Written problem A: Quote the passage of the fast write datastore thread that begins with the words containing "In my case I" and ends with "computed spark results.", word for word.

RE: RE: Fast write datastore...

yohann jardin Thu, 16 Mar 2017 02:45:00 -0700

Hello everyone,

I'm also really interested in the answers as I will be facing the same issue 
soon.
Muthu, if you evaluate again Apache Ignite, can you share your results? I also 
noticed Alluxio to store spark results in memory that you might want to 
investigate.

In my case I want to use them to have a real time dashboard (or like waiting 
very few seconds to refine a dashboard), and that use case seems similar to 
your filter/aggregate previously computed spark results.

Regards,
Yohann

________________________________
De : Rick Moritz <rah...@gmail.com>
Envoyé : jeudi 16 mars 2017 10:37
À : user
Objet : Re: RE: Fast write datastore...

If you have enough RAM/SSDs available, maybe tiered HDFS storage and Parquet 
might also be an option. Of course, management-wise it has much more overhead 
than using ES, since you need to manually define partitions and buckets, which 
is suboptimal. On the other hand, for querying, you can probably get some 
decent performance by hooking up Impala or Presto or LLAP-Hive, if Spark were 
too slow/cumbersome.
Depending on your particular access patterns, this may not be very practical, 
but as a general approach it might be one way to get intermediate results 
quicker, and with less of a storage-zoo than some alternatives.

On Thu, Mar 16, 2017 at 7:57 AM, Shiva Ramagopal 
<tr.s...@gmail.com<mailto:tr.s...@gmail.com>> wrote:
I do think Kafka is an overkill in this case. There are no streaming use- cases 
that needs a queue to do pub-sub.

On 16-Mar-2017 11:47 AM, "vvshvv" <vvs...@gmail.com<mailto:vvs...@gmail.com>> 
wrote:
Hi,

>> A slightly over-kill solution may be Spark to Kafka to ElasticSearch?

I do not think so, in this case you will be able to process Parquet files as 
usual, but Kafka will allow your Elasticsearch cluster to be stable and survive 
regarding the number of rows.

Regards,
Uladzimir

On jasbir.s...@accenture.com<mailto:jasbir.s...@accenture.com>, Mar 16, 2017 
7:52 AM wrote:
Hi,

Will MongoDB not fit this solution?

From: Vova Shelgunov [mailto:vvs...@gmail.com<mailto:vvs...@gmail.com>]
Sent: Wednesday, March 15, 2017 11:51 PM
To: Muthu Jayakumar <bablo...@gmail.com<mailto:bablo...@gmail.com>>
Cc: vincent gromakowski 
<vincent.gromakow...@gmail.com<mailto:vincent.gromakow...@gmail.com>>; Richard 
Siebeling <rsiebel...@gmail.com<mailto:rsiebel...@gmail.com>>; user 
<user@spark.apache.org<mailto:user@spark.apache.org>>; Shiva Ramagopal 
<tr.s...@gmail.com<mailto:tr.s...@gmail.com>>
Subject: Re: Fast write datastore...

Written problem B: Print the section of the entries running from the line that contains "line as [500,87]." through the end of the entries, unchanged.

(Image location labeling entries)
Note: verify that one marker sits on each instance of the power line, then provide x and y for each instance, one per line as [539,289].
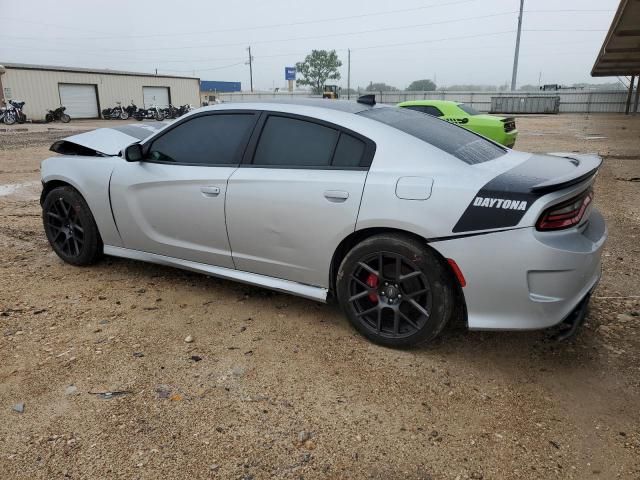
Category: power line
[313,37]
[275,25]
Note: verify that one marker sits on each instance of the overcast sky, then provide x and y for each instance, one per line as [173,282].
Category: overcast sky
[396,42]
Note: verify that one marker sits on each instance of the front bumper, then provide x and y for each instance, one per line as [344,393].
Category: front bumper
[523,279]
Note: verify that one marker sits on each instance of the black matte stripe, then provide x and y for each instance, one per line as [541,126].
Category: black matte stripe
[504,200]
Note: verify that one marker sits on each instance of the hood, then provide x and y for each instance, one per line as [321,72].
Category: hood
[106,141]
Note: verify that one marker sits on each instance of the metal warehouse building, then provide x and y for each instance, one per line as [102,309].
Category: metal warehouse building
[85,92]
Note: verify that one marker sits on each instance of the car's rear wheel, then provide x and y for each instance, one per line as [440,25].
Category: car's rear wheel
[395,290]
[70,227]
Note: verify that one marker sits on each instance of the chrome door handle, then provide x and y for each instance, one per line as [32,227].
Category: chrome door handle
[210,191]
[336,195]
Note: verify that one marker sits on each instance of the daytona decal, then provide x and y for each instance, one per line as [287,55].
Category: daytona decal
[507,204]
[503,201]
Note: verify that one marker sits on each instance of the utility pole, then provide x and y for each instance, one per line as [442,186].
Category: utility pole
[517,53]
[348,74]
[250,69]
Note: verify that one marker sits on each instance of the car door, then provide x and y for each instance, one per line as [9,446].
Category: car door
[296,197]
[172,202]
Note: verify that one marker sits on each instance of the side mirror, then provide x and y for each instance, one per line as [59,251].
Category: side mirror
[133,153]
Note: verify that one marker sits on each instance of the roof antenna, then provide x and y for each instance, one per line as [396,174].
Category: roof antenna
[367,99]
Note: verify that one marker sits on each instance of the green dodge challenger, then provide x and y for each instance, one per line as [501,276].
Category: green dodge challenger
[499,129]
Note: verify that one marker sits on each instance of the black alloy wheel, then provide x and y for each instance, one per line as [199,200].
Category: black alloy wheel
[70,227]
[390,295]
[395,290]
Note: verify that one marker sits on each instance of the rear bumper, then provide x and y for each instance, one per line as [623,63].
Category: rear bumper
[523,279]
[509,138]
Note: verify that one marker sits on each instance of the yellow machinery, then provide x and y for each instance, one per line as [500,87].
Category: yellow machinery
[331,91]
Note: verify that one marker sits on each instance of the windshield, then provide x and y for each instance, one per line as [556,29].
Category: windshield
[457,141]
[467,109]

Exercise answer A:
In my case I want to use them to have a real time dashboard (or like waiting 
very few seconds to refine a dashboard), and that use case seems similar to 
your filter/aggregate previously computed spark results.

Exercise answer B:
Note: verify that one marker sits on each instance of the yellow machinery, then provide x and y for each instance, one per line as [500,87].
Category: yellow machinery
[331,91]
Note: verify that one marker sits on each instance of the windshield, then provide x and y for each instance, one per line as [556,29].
Category: windshield
[457,141]
[467,109]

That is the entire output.